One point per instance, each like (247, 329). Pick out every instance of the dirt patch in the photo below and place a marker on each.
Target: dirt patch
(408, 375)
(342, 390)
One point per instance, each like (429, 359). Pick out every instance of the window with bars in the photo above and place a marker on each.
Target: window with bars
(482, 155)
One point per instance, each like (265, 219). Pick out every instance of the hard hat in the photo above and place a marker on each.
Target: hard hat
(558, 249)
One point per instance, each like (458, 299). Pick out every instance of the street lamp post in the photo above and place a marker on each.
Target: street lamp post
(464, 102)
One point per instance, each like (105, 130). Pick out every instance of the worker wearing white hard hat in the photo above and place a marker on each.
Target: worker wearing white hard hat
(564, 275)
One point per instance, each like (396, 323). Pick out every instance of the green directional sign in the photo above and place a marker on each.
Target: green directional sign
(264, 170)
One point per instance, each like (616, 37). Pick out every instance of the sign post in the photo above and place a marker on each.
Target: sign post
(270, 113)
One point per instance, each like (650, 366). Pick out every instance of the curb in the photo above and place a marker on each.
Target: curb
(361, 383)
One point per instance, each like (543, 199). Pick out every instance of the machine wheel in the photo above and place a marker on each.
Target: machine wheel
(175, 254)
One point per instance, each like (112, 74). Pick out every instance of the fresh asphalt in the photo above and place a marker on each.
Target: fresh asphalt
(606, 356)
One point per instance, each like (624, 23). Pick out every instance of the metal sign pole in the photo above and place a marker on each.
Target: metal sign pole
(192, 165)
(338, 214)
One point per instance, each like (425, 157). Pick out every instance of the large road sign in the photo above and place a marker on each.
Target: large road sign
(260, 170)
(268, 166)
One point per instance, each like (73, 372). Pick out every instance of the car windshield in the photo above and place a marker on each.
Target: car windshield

*What you need to do*
Among the records above, repeat exactly the line with "Target: metal sign pole", the line with "One point per instance, each like (73, 372).", and every line in between, and only those.

*Solution for this problem*
Target: metal sign pole
(192, 165)
(338, 214)
One point per instance, each like (425, 157). Pick out every instance of the large road sign in the photo above and place a marker on each.
Target: large road sign
(260, 170)
(268, 166)
One point per instance, each like (73, 372). Pick out every instance of the car windshield in the photo above and place a marker on each.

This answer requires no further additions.